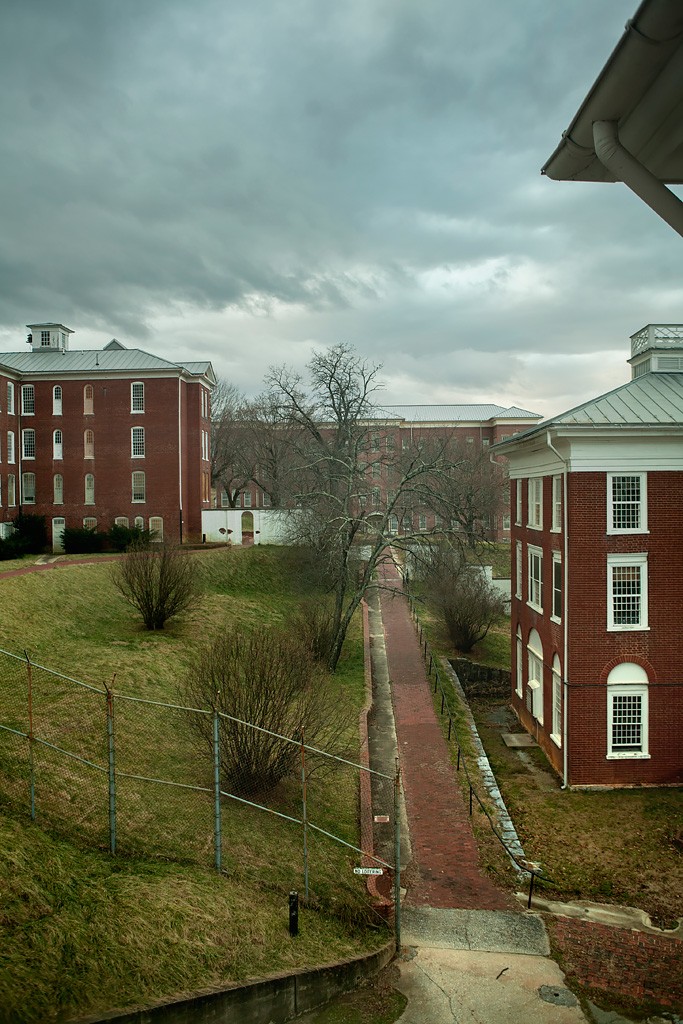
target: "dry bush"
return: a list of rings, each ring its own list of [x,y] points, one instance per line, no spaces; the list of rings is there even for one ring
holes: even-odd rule
[[[307,598],[290,616],[287,628],[296,633],[315,661],[325,664],[334,643],[334,612],[322,599]]]
[[[470,564],[459,548],[434,549],[423,578],[430,603],[443,616],[451,643],[465,654],[505,614],[503,596],[481,567]]]
[[[298,772],[300,747],[291,740],[302,734],[306,744],[348,756],[348,712],[294,630],[226,628],[197,656],[184,699],[231,716],[220,719],[219,748],[223,788],[236,795],[268,792]],[[194,728],[208,753],[211,718],[197,716]],[[323,764],[334,762],[307,753],[309,773]]]
[[[197,596],[196,565],[171,544],[134,545],[112,569],[120,594],[142,616],[146,629],[163,629]]]

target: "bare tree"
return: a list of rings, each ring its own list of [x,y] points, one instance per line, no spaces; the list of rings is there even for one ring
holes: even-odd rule
[[[294,453],[299,427],[290,420],[280,398],[268,392],[245,406],[243,419],[252,479],[272,508],[285,508],[297,490]]]
[[[254,475],[247,402],[234,384],[219,381],[211,399],[211,483],[222,487],[230,508]]]
[[[474,550],[508,507],[506,465],[492,461],[487,448],[457,435],[448,442],[447,459],[452,468],[431,504]]]
[[[298,428],[294,454],[302,515],[295,520],[295,539],[314,548],[334,596],[332,671],[378,564],[392,544],[406,544],[415,536],[415,510],[452,468],[447,439],[400,452],[386,441],[383,448],[378,443],[384,422],[373,401],[381,387],[379,370],[339,344],[314,355],[308,390],[300,375],[284,368],[271,370],[268,377]],[[383,488],[373,485],[378,474],[385,474]],[[394,524],[406,524],[408,517],[411,525],[399,539]]]
[[[119,593],[142,616],[146,629],[163,629],[190,607],[197,594],[196,566],[170,544],[133,546],[111,573]]]
[[[428,600],[443,616],[457,650],[467,653],[506,611],[505,599],[489,582],[471,551],[441,543],[429,551],[422,572]]]

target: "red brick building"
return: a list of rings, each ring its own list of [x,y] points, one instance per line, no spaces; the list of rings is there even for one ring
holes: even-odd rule
[[[683,781],[683,326],[632,379],[497,449],[512,509],[512,703],[567,785]]]
[[[73,332],[62,324],[29,331],[29,351],[0,353],[2,521],[45,516],[54,550],[65,526],[201,536],[211,364],[173,363],[115,340],[70,351]]]
[[[481,405],[389,405],[377,409],[375,421],[368,428],[368,494],[369,507],[376,505],[381,508],[387,501],[391,488],[391,465],[397,453],[411,448],[414,443],[431,438],[452,439],[456,445],[469,445],[473,450],[487,450],[499,441],[528,430],[530,423],[540,420],[538,413],[520,409],[517,406],[505,407],[495,403]],[[234,501],[237,508],[258,509],[270,508],[267,492],[251,484],[244,488]],[[219,486],[216,490],[215,504],[217,508],[228,508],[230,505],[225,489]],[[505,504],[505,502],[503,502]],[[425,509],[417,511],[415,521],[409,525],[399,522],[393,517],[395,532],[406,529],[412,531],[428,531],[435,527],[433,513]],[[390,523],[391,527],[391,523]],[[491,536],[497,540],[509,541],[510,517],[507,512],[494,516],[490,523]]]

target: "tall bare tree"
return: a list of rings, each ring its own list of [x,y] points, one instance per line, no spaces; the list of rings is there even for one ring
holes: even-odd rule
[[[254,475],[246,408],[239,388],[219,381],[211,399],[211,483],[226,492],[230,508]]]

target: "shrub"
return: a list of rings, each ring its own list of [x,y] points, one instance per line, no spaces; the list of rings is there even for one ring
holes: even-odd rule
[[[163,629],[197,596],[196,565],[186,551],[170,544],[134,545],[112,568],[120,594],[142,616],[146,629]]]
[[[30,555],[40,555],[45,551],[48,543],[45,516],[20,512],[13,525],[15,533],[9,540],[15,543],[17,551]]]
[[[219,748],[223,788],[236,795],[267,792],[300,770],[298,743],[283,737],[303,731],[306,744],[348,754],[348,712],[291,629],[226,629],[198,655],[184,690],[193,707],[231,716],[220,720]],[[193,727],[211,750],[211,718],[197,715]],[[334,766],[311,754],[306,763],[309,772]]]
[[[85,555],[101,551],[106,535],[98,533],[93,527],[67,526],[64,530],[64,550],[68,555]]]
[[[11,537],[0,537],[0,562],[5,562],[9,558],[21,558],[25,554],[24,543],[16,533]]]
[[[425,552],[420,575],[430,604],[443,616],[451,643],[464,654],[505,614],[503,596],[459,547],[438,545]]]
[[[139,526],[121,526],[114,523],[107,534],[107,539],[114,551],[127,551],[131,547],[149,547],[152,534],[149,530],[141,530]]]
[[[307,598],[290,616],[287,625],[315,661],[327,662],[334,643],[334,620],[329,604]]]

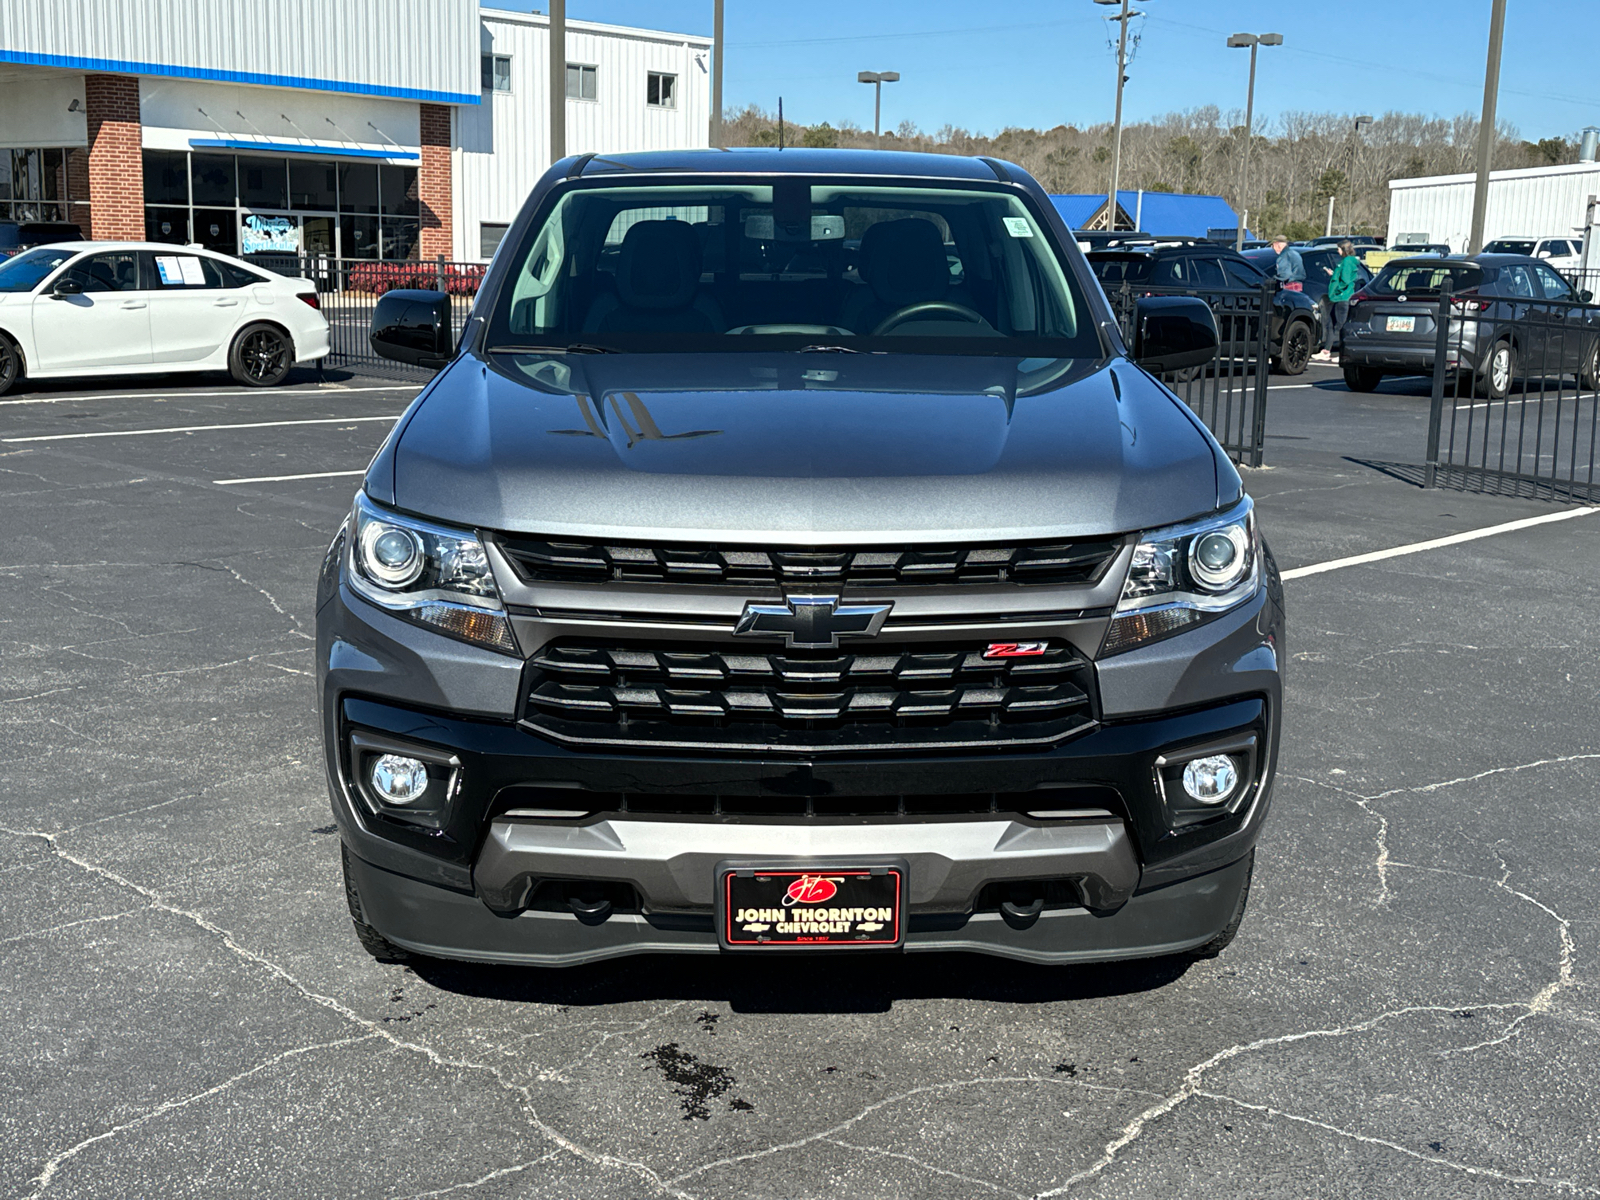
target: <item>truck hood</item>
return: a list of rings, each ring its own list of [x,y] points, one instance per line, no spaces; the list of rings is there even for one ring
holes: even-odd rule
[[[1125,361],[819,353],[463,356],[368,473],[482,529],[780,544],[1123,533],[1217,486]]]

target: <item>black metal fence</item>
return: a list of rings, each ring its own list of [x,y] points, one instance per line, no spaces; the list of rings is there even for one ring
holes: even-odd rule
[[[1265,455],[1276,290],[1273,284],[1259,290],[1198,291],[1123,283],[1106,292],[1122,326],[1123,339],[1130,346],[1141,297],[1193,296],[1206,302],[1216,318],[1221,340],[1217,357],[1209,366],[1176,372],[1165,382],[1205,422],[1229,457],[1248,467],[1259,467]]]
[[[330,367],[382,365],[418,376],[432,375],[421,367],[406,367],[379,358],[367,339],[372,310],[378,297],[396,288],[429,288],[448,294],[455,334],[460,336],[472,311],[473,297],[488,267],[483,263],[449,262],[443,257],[427,261],[338,259],[325,255],[254,255],[252,262],[280,275],[309,279],[317,285],[322,315],[328,319]]]
[[[1429,487],[1600,497],[1600,304],[1441,292],[1432,315]]]

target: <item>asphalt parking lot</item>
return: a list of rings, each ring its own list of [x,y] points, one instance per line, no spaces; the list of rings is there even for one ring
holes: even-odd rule
[[[1425,383],[1274,380],[1222,957],[539,972],[351,934],[312,587],[415,387],[331,378],[0,401],[0,1193],[1600,1195],[1600,513],[1304,570],[1579,511],[1407,483]]]

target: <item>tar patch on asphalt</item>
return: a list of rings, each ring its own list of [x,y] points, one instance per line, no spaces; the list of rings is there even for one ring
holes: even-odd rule
[[[727,1067],[703,1063],[688,1051],[680,1049],[677,1042],[657,1046],[639,1057],[649,1063],[646,1070],[653,1068],[660,1071],[672,1084],[673,1093],[683,1105],[685,1121],[709,1121],[712,1102],[721,1100],[739,1082]],[[728,1107],[734,1112],[755,1111],[755,1105],[737,1096],[728,1101]]]

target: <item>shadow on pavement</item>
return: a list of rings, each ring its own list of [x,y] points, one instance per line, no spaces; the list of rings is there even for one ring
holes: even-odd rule
[[[881,1013],[897,1000],[1005,1004],[1098,1000],[1154,991],[1183,977],[1185,955],[1041,967],[970,954],[771,958],[642,955],[558,970],[413,960],[442,991],[483,999],[588,1007],[640,1000],[720,1000],[735,1012]]]

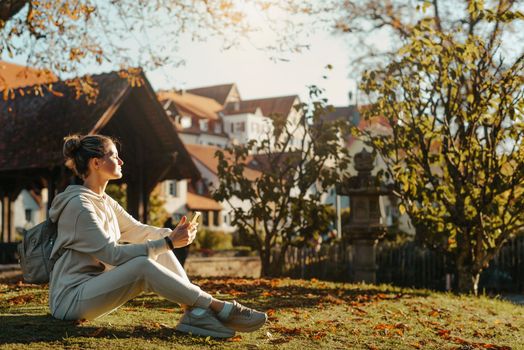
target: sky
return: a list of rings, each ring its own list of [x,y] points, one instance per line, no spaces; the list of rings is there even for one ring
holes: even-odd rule
[[[224,51],[217,42],[184,40],[180,47],[178,55],[185,65],[147,73],[155,89],[236,83],[243,99],[299,95],[307,101],[307,87],[314,84],[325,90],[330,104],[354,103],[348,97],[350,91],[355,96],[355,82],[348,77],[349,48],[340,36],[317,33],[310,38],[309,49],[286,56],[286,61],[247,45]],[[333,68],[326,69],[328,64]]]
[[[285,60],[275,60],[271,57],[274,53],[257,49],[255,45],[271,45],[278,40],[278,34],[275,30],[268,29],[267,18],[253,6],[249,3],[243,6],[250,24],[257,28],[250,34],[250,42],[242,41],[238,46],[224,50],[220,39],[210,38],[201,42],[191,40],[189,35],[179,38],[178,50],[173,52],[173,55],[182,59],[185,64],[176,68],[146,70],[146,76],[153,88],[190,89],[236,83],[243,99],[299,95],[302,101],[307,102],[308,86],[316,85],[325,90],[324,97],[330,104],[347,106],[355,103],[348,98],[349,92],[355,96],[356,84],[349,78],[349,47],[344,37],[320,27],[316,27],[316,32],[312,33],[313,26],[308,25],[307,34],[297,34],[301,37],[297,41],[306,44],[308,48],[297,54],[282,54]],[[283,12],[272,13],[275,22],[285,20],[285,16]],[[159,30],[162,30],[160,25]],[[150,34],[152,35],[146,36],[147,39],[161,35]],[[133,39],[135,35],[129,35],[129,38]],[[132,41],[130,40],[129,44],[131,49],[140,53],[140,45]],[[4,52],[4,59],[6,56]],[[26,64],[25,55],[6,60]],[[328,65],[332,69],[326,69]],[[96,74],[111,69],[115,68],[108,63],[102,66],[86,64],[79,74]]]

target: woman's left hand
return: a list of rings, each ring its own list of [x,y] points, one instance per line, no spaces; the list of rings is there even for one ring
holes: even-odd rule
[[[175,248],[182,248],[191,244],[196,237],[198,224],[192,224],[183,216],[178,225],[169,234]]]

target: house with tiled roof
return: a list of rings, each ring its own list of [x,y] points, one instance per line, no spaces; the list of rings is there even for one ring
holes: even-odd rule
[[[160,91],[157,96],[184,143],[228,144],[220,117],[223,107],[217,101],[185,91]]]
[[[291,128],[300,122],[301,111],[295,109],[299,103],[297,95],[230,102],[222,111],[224,130],[232,143],[245,144],[253,139],[267,139],[273,132],[275,119],[286,120]],[[300,144],[301,132],[300,128],[296,130],[292,145]]]
[[[208,202],[213,201],[209,197],[210,190],[218,186],[218,160],[215,158],[217,149],[231,144],[246,144],[250,140],[272,140],[275,119],[285,120],[291,126],[297,125],[301,119],[301,111],[294,108],[300,103],[298,96],[242,100],[236,84],[199,87],[185,91],[160,91],[158,98],[202,174],[201,181],[169,181],[164,192],[185,192],[193,197],[204,196]],[[292,140],[296,146],[301,139],[298,133],[297,139]],[[247,168],[246,175],[255,178],[260,172]],[[204,198],[199,200],[204,202]],[[236,204],[245,205],[240,202]],[[208,211],[209,214],[206,214],[209,216],[209,219],[205,218],[206,221],[217,224],[209,228],[232,231],[229,204],[216,203],[217,209],[218,206],[221,206],[222,210]],[[187,206],[178,198],[169,195],[166,196],[166,208],[173,212],[175,217],[187,211]]]
[[[158,98],[187,144],[244,144],[271,135],[275,118],[297,125],[301,117],[297,95],[242,100],[236,84],[160,91]]]

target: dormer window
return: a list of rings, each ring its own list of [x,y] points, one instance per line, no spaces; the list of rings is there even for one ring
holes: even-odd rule
[[[180,118],[180,125],[183,129],[190,128],[192,126],[193,122],[191,120],[191,117],[185,115]]]
[[[202,181],[198,181],[198,182],[196,183],[196,191],[197,191],[197,194],[200,194],[200,195],[204,194],[204,190],[205,190],[205,189],[204,189],[204,184],[202,183]]]
[[[209,129],[209,121],[207,119],[200,119],[198,121],[200,126],[200,131],[208,131]]]
[[[222,124],[219,122],[215,123],[215,134],[221,134],[222,133]]]

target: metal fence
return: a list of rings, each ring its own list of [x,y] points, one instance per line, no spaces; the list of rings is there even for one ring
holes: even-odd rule
[[[351,246],[342,243],[312,248],[290,247],[284,275],[293,278],[318,278],[351,281]],[[397,286],[447,290],[454,286],[454,262],[444,254],[414,242],[381,242],[376,250],[377,282]],[[482,272],[479,289],[487,291],[524,291],[524,236],[507,242]]]

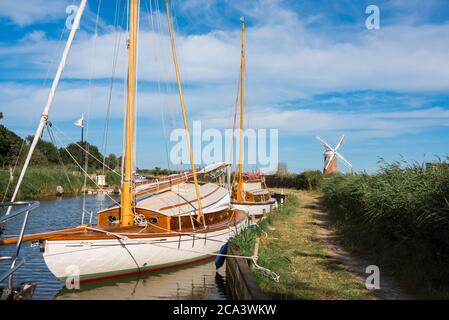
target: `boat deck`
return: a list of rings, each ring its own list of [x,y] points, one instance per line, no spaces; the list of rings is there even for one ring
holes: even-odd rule
[[[213,214],[211,214],[213,215]],[[38,240],[103,240],[103,239],[117,239],[117,238],[158,238],[158,237],[176,237],[182,234],[200,233],[219,231],[234,227],[247,218],[246,213],[240,210],[230,209],[228,216],[225,219],[219,220],[215,223],[207,224],[207,227],[200,226],[196,228],[183,227],[180,230],[164,230],[156,228],[151,224],[148,226],[139,227],[133,226],[87,226],[82,225],[75,228],[56,230],[45,233],[37,233],[25,235],[23,241],[38,241]],[[210,219],[209,219],[210,221]],[[10,245],[17,243],[17,237],[11,237],[0,240],[0,245]]]

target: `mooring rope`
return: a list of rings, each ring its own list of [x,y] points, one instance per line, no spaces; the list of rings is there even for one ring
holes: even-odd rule
[[[234,255],[234,254],[227,254],[227,253],[204,252],[204,251],[198,251],[198,250],[192,250],[192,249],[172,248],[172,247],[167,247],[167,246],[155,244],[155,243],[148,243],[148,244],[156,246],[156,247],[166,248],[166,249],[183,250],[183,251],[204,254],[204,255],[210,255],[210,256],[251,260],[254,263],[254,266],[256,267],[256,269],[260,270],[263,275],[271,278],[275,282],[279,282],[279,279],[280,279],[280,276],[276,272],[274,272],[268,268],[262,267],[257,263],[257,259],[259,258],[259,256],[242,256],[242,255]]]

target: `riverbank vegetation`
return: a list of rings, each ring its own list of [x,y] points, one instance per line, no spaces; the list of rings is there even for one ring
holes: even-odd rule
[[[25,161],[32,136],[22,139],[17,134],[0,125],[0,169],[21,166]],[[83,150],[84,149],[84,150]],[[68,165],[77,168],[84,167],[86,151],[90,154],[87,159],[89,171],[102,169],[103,167],[119,170],[121,157],[111,153],[104,156],[98,147],[86,142],[78,141],[67,146],[57,148],[54,143],[40,139],[36,145],[30,165],[35,167],[48,167],[54,165]]]
[[[320,194],[286,192],[286,204],[260,222],[263,232],[248,228],[236,237],[245,256],[253,254],[255,239],[260,237],[258,264],[280,276],[275,282],[253,269],[262,291],[274,299],[373,299],[349,271],[326,254],[311,209]]]
[[[296,190],[320,190],[323,183],[321,171],[304,171],[302,173],[278,172],[266,176],[269,188],[290,188]]]
[[[325,179],[324,205],[345,246],[420,298],[449,298],[449,163],[382,163]]]
[[[0,198],[9,199],[25,157],[28,153],[32,137],[22,139],[17,134],[0,125]],[[88,150],[87,172],[95,180],[95,174],[105,174],[109,186],[119,186],[121,158],[114,154],[104,157],[98,148],[87,142],[71,143],[64,148],[57,148],[52,142],[39,140],[30,166],[25,174],[17,199],[36,199],[56,194],[56,187],[62,186],[64,194],[77,194],[84,186],[83,170]],[[104,166],[103,166],[104,162]],[[86,187],[95,187],[90,178],[86,179]]]

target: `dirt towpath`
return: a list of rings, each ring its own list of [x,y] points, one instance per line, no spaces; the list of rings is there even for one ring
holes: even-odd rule
[[[319,198],[314,199],[310,209],[314,211],[313,216],[317,226],[317,235],[326,245],[327,254],[340,261],[359,281],[365,283],[366,277],[369,275],[365,273],[366,267],[373,263],[363,258],[355,257],[341,246],[338,236],[330,226],[327,212],[323,210],[319,203]],[[371,292],[383,300],[415,299],[414,296],[404,292],[393,278],[382,274],[382,270],[380,270],[380,289],[373,289]]]

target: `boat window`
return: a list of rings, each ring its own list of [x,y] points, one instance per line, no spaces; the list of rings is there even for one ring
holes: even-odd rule
[[[148,219],[148,221],[149,221],[151,224],[156,224],[156,223],[157,223],[157,218],[156,218],[156,217],[151,217],[151,218]]]

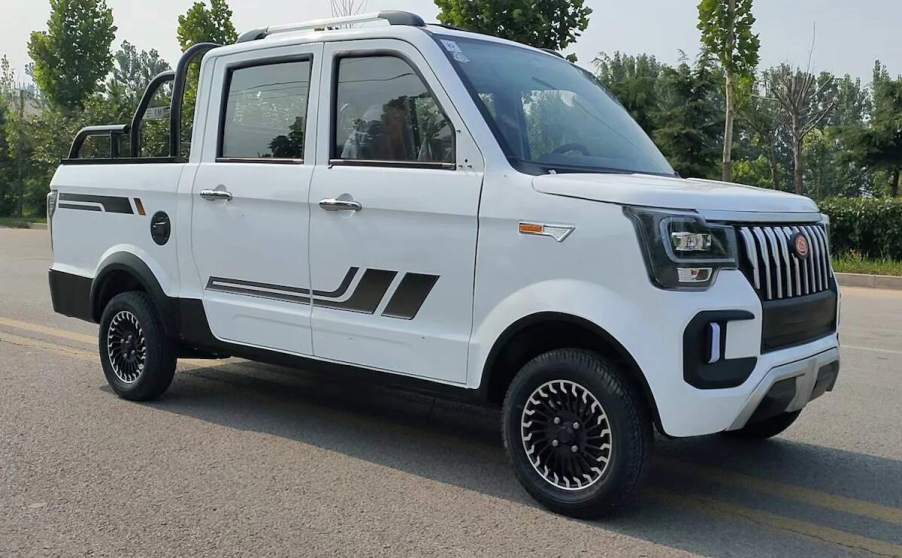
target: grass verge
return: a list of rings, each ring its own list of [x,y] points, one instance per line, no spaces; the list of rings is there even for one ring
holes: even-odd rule
[[[902,261],[872,260],[854,255],[833,258],[833,270],[837,273],[867,273],[869,275],[902,276]]]
[[[30,229],[34,224],[44,225],[47,219],[34,217],[0,217],[0,227],[12,229]]]

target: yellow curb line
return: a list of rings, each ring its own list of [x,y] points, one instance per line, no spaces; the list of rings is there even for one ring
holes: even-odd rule
[[[770,512],[730,504],[714,498],[679,494],[665,489],[655,489],[652,498],[676,506],[687,506],[702,513],[722,518],[724,514],[735,515],[772,529],[790,531],[822,542],[839,545],[854,550],[865,550],[880,556],[902,556],[902,545],[870,539],[853,533],[846,533],[832,527],[824,527],[808,521],[783,517]]]
[[[804,504],[811,504],[829,510],[859,515],[878,521],[885,521],[894,525],[902,525],[902,509],[875,504],[856,498],[837,496],[820,490],[813,490],[792,484],[761,479],[742,473],[734,473],[725,469],[695,465],[676,459],[658,458],[658,463],[665,469],[676,471],[705,481],[714,481],[720,484],[740,486],[756,492],[762,492],[778,498],[795,500]]]

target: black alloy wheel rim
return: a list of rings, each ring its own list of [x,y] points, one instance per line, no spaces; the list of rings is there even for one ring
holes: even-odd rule
[[[536,388],[520,419],[523,450],[533,469],[555,488],[585,490],[611,460],[611,424],[598,399],[570,380]]]
[[[147,360],[147,343],[138,317],[128,310],[117,312],[110,320],[106,343],[116,377],[126,384],[138,381]]]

+ + +

_YOUR GOAL_
Each of the lines from the one holding "target: black alloy wheel rim" through the final line of the entries is to be set down exactly, and no others.

_SOLVED PROBLEM_
target: black alloy wheel rim
return: a list of rings, each ring its own list of [x,y] points, one instance per line, no spaces; the list of rings is there even for one ring
holes: even-odd rule
[[[536,388],[520,419],[523,450],[533,469],[555,488],[585,490],[611,460],[611,424],[598,399],[570,380]]]
[[[147,360],[147,343],[138,317],[128,310],[117,312],[110,320],[106,343],[116,377],[126,384],[138,381]]]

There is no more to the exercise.